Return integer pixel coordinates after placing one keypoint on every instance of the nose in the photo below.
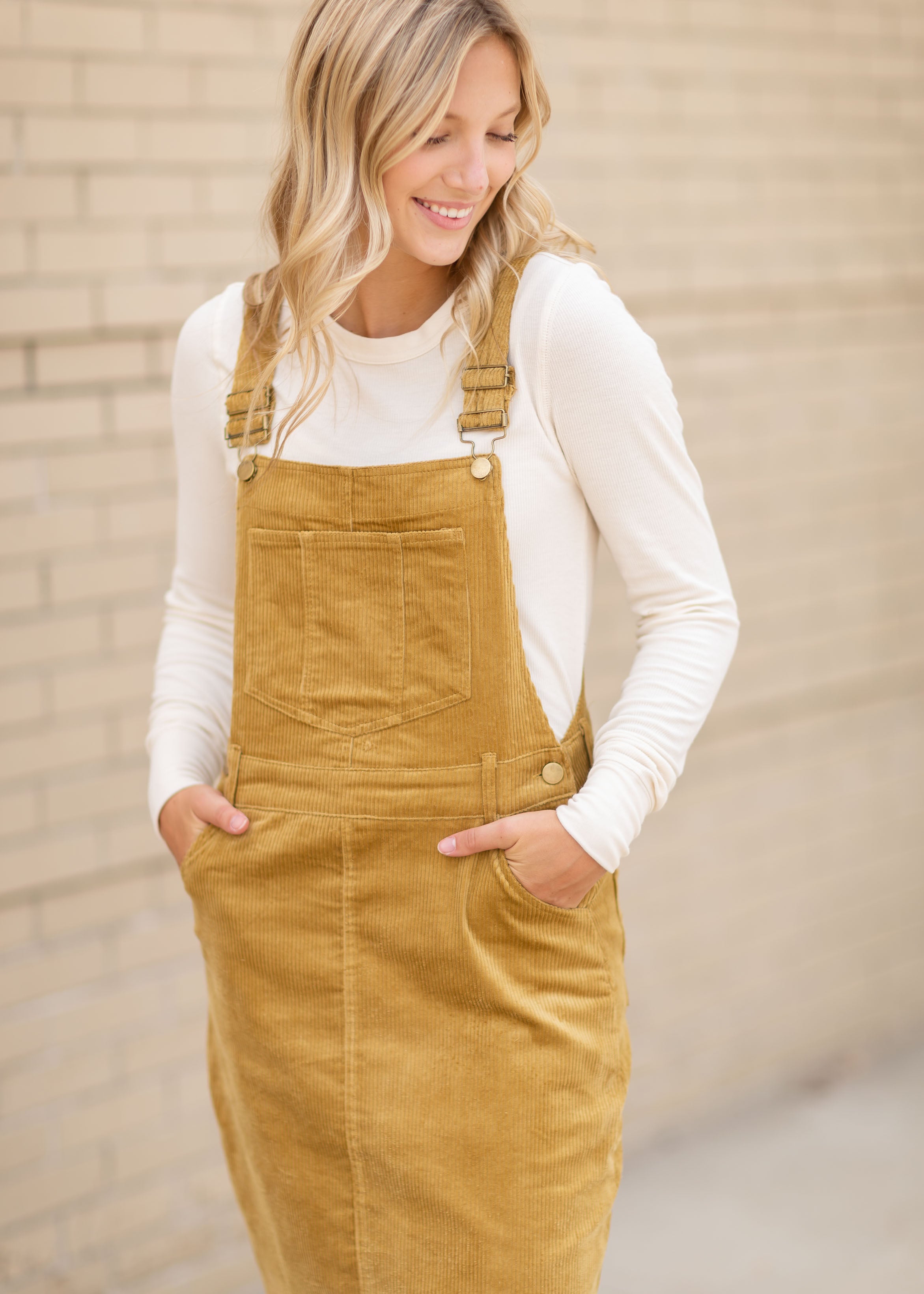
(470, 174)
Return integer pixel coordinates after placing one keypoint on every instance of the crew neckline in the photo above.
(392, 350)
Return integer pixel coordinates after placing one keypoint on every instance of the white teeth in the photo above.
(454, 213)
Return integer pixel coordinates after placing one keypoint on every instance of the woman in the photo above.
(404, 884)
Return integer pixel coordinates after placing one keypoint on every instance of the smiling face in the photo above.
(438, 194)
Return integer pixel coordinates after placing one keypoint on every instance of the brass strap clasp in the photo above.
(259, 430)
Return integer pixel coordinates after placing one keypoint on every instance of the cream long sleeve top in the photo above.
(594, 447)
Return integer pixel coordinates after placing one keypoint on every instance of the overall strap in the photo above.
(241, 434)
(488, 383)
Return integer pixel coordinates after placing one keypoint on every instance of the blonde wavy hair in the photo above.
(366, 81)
________________
● **WHAT IS NEEDED**:
Rewrite every line of the material with "keypoint" changed to "marker" and everything else unchanged, leaving out the pictures.

● **ANSWER TO THE TASK**:
Return integer pixel coordinates after placing one marker on every instance of the nose in the photo below.
(470, 174)
Return integer pixel coordinates after placing one marker on every instance of the crew neckline in the photo above.
(392, 350)
Return integer pixel coordinates after placing one marker on every instance of the white teeth in the photo above.
(454, 213)
Return integer pixel coordinates after placing one marker on every instance of the woman in the photo above.
(404, 884)
Return integer pixel coordinates after placing one marker on every instance of the smiling face in the photo above.
(438, 194)
Return integer pixel coordinates after placing one marker on every instance of the brass strap clasp in the photo above.
(259, 430)
Return integer pixel coordinates after placing one marker on every instance of the cream long sleeve top in the photo above.
(594, 447)
Return integer pixel coordinates after placing one marker on every instance of the overall strap in the photo above.
(241, 434)
(488, 383)
Return integer pixel coordinates after placing one marker on every instance of the blonde wavy hair in the photo above.
(366, 81)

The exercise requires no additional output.